*** Given entries Section Begins ***

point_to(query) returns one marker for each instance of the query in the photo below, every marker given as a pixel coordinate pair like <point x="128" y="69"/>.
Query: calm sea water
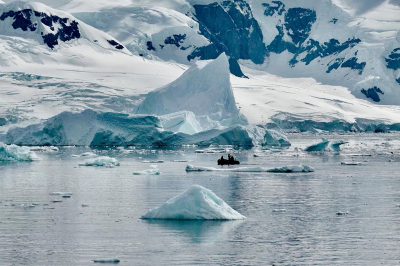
<point x="339" y="215"/>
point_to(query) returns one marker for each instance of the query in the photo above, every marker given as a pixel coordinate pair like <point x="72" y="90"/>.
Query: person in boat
<point x="231" y="159"/>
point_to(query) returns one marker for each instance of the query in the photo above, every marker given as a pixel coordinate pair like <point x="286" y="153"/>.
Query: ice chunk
<point x="351" y="163"/>
<point x="46" y="149"/>
<point x="107" y="261"/>
<point x="153" y="161"/>
<point x="102" y="161"/>
<point x="16" y="153"/>
<point x="101" y="129"/>
<point x="152" y="171"/>
<point x="336" y="146"/>
<point x="197" y="203"/>
<point x="292" y="169"/>
<point x="235" y="136"/>
<point x="275" y="139"/>
<point x="62" y="194"/>
<point x="320" y="147"/>
<point x="183" y="122"/>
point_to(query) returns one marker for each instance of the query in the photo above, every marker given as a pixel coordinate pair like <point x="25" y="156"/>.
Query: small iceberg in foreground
<point x="197" y="203"/>
<point x="319" y="147"/>
<point x="292" y="169"/>
<point x="256" y="169"/>
<point x="14" y="153"/>
<point x="102" y="161"/>
<point x="151" y="171"/>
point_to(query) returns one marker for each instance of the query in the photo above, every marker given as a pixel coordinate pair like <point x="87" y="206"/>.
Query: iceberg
<point x="275" y="139"/>
<point x="351" y="163"/>
<point x="336" y="146"/>
<point x="152" y="171"/>
<point x="197" y="203"/>
<point x="181" y="122"/>
<point x="99" y="130"/>
<point x="320" y="147"/>
<point x="204" y="89"/>
<point x="102" y="161"/>
<point x="107" y="261"/>
<point x="292" y="169"/>
<point x="62" y="194"/>
<point x="16" y="153"/>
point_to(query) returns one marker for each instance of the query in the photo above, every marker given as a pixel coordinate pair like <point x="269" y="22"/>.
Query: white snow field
<point x="196" y="203"/>
<point x="40" y="78"/>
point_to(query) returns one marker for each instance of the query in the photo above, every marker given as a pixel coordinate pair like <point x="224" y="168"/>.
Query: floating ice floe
<point x="336" y="147"/>
<point x="48" y="149"/>
<point x="62" y="194"/>
<point x="197" y="203"/>
<point x="319" y="147"/>
<point x="292" y="169"/>
<point x="351" y="163"/>
<point x="102" y="161"/>
<point x="153" y="161"/>
<point x="16" y="153"/>
<point x="152" y="171"/>
<point x="285" y="169"/>
<point x="107" y="261"/>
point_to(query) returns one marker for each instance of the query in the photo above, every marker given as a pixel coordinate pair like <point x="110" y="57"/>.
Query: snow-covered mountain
<point x="324" y="39"/>
<point x="291" y="62"/>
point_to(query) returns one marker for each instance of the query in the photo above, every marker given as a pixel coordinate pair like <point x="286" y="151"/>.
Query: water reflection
<point x="198" y="231"/>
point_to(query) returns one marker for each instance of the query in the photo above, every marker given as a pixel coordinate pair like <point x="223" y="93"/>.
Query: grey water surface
<point x="338" y="215"/>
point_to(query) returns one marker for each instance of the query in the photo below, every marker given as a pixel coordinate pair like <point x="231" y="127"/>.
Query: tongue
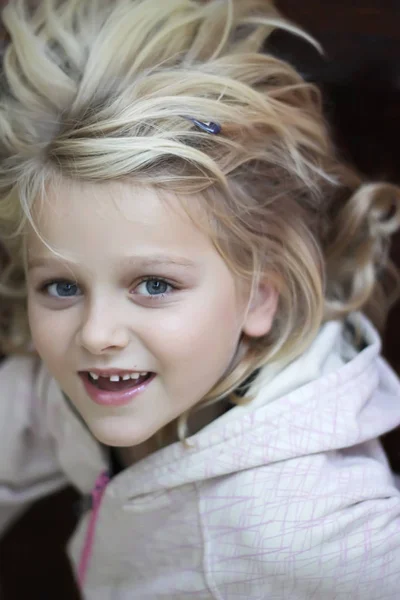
<point x="116" y="386"/>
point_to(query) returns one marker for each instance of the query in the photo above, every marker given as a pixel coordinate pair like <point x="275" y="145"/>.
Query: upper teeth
<point x="118" y="377"/>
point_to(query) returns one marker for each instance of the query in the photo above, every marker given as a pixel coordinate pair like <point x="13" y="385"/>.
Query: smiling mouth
<point x="115" y="383"/>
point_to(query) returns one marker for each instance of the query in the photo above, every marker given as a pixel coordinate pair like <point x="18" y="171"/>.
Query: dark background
<point x="360" y="80"/>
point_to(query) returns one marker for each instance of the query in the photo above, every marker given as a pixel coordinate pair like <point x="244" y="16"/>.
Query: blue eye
<point x="154" y="287"/>
<point x="62" y="289"/>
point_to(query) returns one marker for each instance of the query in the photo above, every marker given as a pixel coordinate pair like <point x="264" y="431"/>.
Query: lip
<point x="106" y="398"/>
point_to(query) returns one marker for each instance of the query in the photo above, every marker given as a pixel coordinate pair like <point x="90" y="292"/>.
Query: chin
<point x="112" y="432"/>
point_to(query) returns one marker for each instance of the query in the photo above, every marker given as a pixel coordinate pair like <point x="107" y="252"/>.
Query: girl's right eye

*** Given entries Section Ends ***

• What is needed
From the records above, pick out and copy each line holding the word "below".

• Answer to this problem
point_to(query) returns one marker for each instance of the query in the photo below, every marker given as a pixel coordinate pair like <point x="128" y="69"/>.
point_to(query) returns one marker for each instance of the query in the photo below, every marker given as a pixel coordinate pair like <point x="231" y="127"/>.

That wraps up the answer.